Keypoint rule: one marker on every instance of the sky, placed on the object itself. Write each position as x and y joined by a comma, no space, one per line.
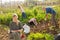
3,1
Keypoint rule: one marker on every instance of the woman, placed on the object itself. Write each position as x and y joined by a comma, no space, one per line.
23,12
15,28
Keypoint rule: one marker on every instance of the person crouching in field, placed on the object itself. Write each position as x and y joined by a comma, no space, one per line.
53,14
23,12
15,28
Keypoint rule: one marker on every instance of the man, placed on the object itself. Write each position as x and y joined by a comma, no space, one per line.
15,28
33,21
53,14
57,37
23,12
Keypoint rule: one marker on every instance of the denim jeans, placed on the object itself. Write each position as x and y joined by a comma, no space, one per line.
15,36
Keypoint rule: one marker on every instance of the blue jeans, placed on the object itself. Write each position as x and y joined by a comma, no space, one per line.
15,36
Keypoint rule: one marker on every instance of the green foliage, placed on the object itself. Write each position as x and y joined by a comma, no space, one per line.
40,36
35,12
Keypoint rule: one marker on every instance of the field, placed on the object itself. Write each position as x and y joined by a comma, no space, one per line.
44,30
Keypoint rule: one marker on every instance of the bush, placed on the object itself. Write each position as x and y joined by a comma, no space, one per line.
40,36
35,12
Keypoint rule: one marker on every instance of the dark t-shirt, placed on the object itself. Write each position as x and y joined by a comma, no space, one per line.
23,15
50,10
13,26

* _CHALLENGE_
Convert the part of the material that opens with the line containing "Keypoint rule: one marker on every instance of the bush, placed" and runs through the end of the material into a JSON list of strings, one string per line, omitting blank lines.

* _TASK RESPONSE_
[
  "Keypoint rule: one marker on every instance of the bush, placed on the object itself. Write each position as x and y joined by a comma, no space, one per line.",
  "40,36",
  "35,12",
  "Keypoint rule: one marker on every instance of the dark t-shirt, placed on the object itself. Write each position as x and y joined by a comma, no space, one per line.",
  "23,15",
  "50,10",
  "13,26"
]